## SELECTED PASSAGE
'''

Thursday, November 17, 2011

Contributing to Open Source

I've been working on various open source projects since around 1993. Long before I even really thought of it as open source. It just seemed natural to me to make the fixes I needed and contribute them back. It was always a bit of a challenge to figure out how to get my fixes to the developers. Obviously, they don't know me, so they aren't going to just let me write the files directly. So, I end up sending patches via email or some other means.

Over the years, the process for contributing to projects has gotten easier. Even more recently, it has grown by leaps and bounds thanks to Github.

Case in point. I've been using the twitter bootstrap project for parts of the design of my new company Voost. I like the project a lot. Like millions of other projects, it is hosted on github.

Yesterday, I noticed a small bit of documentation was missing, so I forked the project by clicking a button on the website, created a branch to work on (git checkout -b docadditions), edited the documentation, committed and published my changes and then created a pull request which tells the developers of bootstrap that I have something to contribute:

https://github.com/twitter/bootstrap/pull/647

Mark, one of the developers, who I've never met in my life, was able to take my contributions and combine them with his code by simply clicking a button on the website. Yes, it was that easy.

I also had an enhancement request... so I created an issue...

https://github.com/twitter/bootstrap/issues/646

It was resolved in a few hours with just a small bit of effort. I can then merge his changes into my local fork of the project with a couple easy commands. We stay in perfect sync together.

Bam. That is how collaborative development should work.

As a comparison, in the past, I've done a huge amount of work for the Apache Software Foundation. They have a great open source license, and a huge following. But, they don't use github.

With the ASF, it feels like 1993 again. For each project I want to contribute to, it feels like I'm making a lifetime commitment to that project.

I have to go to the project website and navigate around to figure out how to join a mailing list. This takes several contextual steps in an email client. I need make sure to setup a mail filter to deal with a potentially insane amount of email that I really don't care about. Then, I email a patch to the list (or put it up on gist / pastebin)... and I hope maybe one of the developers might be watching my carefully crafted subject line. Chances are that nobody would respond or the email would get lost, so I'd have to keep nagging people because everyone is busy...

I don't really contribute to the ASF nearly as much anymore.

13 comments:

Karl Fogel said...

Totally agree about ease-of-contribution being key. Projects that impose unnecessary overhead on contributors, especially on drive-by contributors, are going to have worse survival characteristics in the long term than projects that use good infrastructure.

While GitHub has done a great job, this ease isn't unique to GitHub, though. Gitorious, for example, is exactly as easy and in the same way.

(I suppose there still a positive feedback argument: that most developers are already likely to have an account on GitHub, so if all the projects they contribute to are there too, then there's no extra one-time registration overhead. But in practice I've found it easy to register on the small number of sites needed to be able to contribute anywhere -- e.g., https://gitorious.org/statusnet/mainline/merge_requests/168. It's just not a blocker.)

'''

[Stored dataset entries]
'''

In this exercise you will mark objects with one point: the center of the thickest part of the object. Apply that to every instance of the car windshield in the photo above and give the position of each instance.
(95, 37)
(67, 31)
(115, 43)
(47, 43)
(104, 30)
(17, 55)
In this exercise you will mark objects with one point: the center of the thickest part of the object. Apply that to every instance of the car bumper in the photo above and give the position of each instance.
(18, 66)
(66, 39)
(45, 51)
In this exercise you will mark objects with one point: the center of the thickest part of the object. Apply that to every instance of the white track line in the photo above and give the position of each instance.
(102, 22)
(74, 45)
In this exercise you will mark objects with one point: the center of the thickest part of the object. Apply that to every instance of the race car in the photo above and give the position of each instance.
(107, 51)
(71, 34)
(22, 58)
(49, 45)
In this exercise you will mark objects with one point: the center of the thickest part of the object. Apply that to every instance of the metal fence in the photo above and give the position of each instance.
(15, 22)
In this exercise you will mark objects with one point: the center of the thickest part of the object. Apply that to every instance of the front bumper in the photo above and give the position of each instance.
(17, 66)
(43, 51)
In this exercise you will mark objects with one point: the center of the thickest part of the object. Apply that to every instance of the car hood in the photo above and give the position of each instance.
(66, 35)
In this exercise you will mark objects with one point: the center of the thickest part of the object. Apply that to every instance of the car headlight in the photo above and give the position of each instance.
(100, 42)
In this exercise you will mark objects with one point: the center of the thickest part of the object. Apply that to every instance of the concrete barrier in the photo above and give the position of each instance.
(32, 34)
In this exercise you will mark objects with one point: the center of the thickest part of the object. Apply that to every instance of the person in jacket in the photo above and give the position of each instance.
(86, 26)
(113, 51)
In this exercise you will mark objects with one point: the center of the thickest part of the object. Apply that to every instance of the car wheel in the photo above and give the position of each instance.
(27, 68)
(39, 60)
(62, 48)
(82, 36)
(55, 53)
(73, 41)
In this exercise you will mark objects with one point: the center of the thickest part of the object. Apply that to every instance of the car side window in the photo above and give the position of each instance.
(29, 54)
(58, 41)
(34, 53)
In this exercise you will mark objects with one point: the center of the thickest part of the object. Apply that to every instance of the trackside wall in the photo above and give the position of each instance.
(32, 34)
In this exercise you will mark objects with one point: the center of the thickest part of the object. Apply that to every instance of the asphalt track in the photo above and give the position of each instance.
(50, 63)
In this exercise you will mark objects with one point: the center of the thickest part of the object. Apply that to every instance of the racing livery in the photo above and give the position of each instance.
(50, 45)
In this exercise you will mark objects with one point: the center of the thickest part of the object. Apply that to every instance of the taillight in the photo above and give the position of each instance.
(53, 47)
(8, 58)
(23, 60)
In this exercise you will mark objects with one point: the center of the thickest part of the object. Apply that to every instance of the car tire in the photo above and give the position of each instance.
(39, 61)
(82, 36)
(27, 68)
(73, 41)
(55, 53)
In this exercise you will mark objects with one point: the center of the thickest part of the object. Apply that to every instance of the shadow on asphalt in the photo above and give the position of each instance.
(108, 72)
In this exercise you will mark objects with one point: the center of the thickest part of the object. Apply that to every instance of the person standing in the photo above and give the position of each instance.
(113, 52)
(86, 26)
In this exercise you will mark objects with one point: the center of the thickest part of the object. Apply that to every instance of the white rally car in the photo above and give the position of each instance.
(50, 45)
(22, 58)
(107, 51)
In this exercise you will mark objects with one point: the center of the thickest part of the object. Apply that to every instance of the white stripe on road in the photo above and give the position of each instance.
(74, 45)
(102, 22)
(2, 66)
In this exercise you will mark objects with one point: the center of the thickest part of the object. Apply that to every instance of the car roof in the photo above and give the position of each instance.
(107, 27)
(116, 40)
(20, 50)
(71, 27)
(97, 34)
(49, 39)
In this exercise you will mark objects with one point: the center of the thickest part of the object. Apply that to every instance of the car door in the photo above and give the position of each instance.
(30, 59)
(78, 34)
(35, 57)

'''
'''

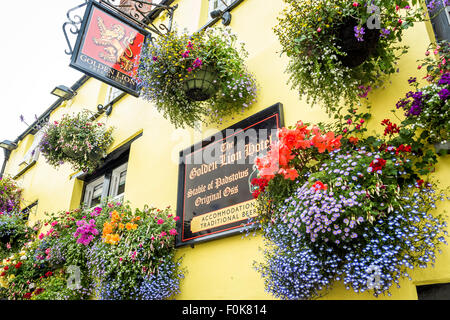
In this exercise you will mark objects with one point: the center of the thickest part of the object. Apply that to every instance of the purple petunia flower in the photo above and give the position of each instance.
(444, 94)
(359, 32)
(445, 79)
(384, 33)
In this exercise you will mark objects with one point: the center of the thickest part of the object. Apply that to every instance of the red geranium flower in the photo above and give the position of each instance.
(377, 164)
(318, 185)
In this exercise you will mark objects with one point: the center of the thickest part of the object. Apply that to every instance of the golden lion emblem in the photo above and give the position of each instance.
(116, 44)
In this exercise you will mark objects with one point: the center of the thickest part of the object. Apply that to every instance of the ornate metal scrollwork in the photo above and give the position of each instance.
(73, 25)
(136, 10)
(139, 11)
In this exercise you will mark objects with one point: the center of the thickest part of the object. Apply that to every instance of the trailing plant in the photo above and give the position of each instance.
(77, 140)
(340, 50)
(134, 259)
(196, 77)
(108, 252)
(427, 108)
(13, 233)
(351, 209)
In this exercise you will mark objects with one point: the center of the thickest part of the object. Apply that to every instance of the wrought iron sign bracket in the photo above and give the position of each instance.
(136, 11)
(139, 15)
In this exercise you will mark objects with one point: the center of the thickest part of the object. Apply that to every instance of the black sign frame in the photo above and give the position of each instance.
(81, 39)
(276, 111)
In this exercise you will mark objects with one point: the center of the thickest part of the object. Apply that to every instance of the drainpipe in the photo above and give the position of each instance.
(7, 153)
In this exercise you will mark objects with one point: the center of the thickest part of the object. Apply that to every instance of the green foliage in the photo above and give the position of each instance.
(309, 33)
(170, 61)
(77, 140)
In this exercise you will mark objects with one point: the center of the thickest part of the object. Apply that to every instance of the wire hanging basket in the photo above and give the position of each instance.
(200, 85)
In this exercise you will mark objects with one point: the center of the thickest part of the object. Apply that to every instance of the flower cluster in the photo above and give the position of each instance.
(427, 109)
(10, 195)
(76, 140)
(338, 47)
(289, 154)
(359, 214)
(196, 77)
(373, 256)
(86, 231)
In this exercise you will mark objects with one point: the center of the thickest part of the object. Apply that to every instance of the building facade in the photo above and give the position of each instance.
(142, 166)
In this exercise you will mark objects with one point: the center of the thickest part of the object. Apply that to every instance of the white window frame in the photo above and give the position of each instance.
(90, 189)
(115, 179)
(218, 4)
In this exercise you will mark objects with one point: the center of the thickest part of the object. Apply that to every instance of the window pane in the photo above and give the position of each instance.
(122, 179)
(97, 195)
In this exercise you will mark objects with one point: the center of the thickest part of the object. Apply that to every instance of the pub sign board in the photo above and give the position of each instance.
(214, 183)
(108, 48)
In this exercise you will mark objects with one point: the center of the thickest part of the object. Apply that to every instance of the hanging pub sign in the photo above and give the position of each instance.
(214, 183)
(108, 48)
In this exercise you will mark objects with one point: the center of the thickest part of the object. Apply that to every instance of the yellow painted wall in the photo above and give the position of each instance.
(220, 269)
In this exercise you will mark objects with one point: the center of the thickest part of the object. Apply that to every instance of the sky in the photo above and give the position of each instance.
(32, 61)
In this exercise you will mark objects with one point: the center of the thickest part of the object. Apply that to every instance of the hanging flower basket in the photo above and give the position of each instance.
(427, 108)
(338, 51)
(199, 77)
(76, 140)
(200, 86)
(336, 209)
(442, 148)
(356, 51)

'''

## WORK INSTRUCTIONS
Reproduce verbatim the part of the post on contributing to open source that opens with the words containing "https://github.com/twitter/bootstrap/pull/647" and closes with "don't use github.".

## THE SOLUTION
https://github.com/twitter/bootstrap/pull/647

Mark, one of the developers, who I've never met in my life, was able to take my contributions and combine them with his code by simply clicking a button on the website. Yes, it was that easy.

I also had an enhancement request... so I created an issue...

https://github.com/twitter/bootstrap/issues/646

It was resolved in a few hours with just a small bit of effort. I can then merge his changes into my local fork of the project with a couple easy commands. We stay in perfect sync together.

Bam. That is how collaborative development should work.

As a comparison, in the past, I've done a huge amount of work for the Apache Software Foundation. They have a great open source license, and a huge following. But, they don't use github.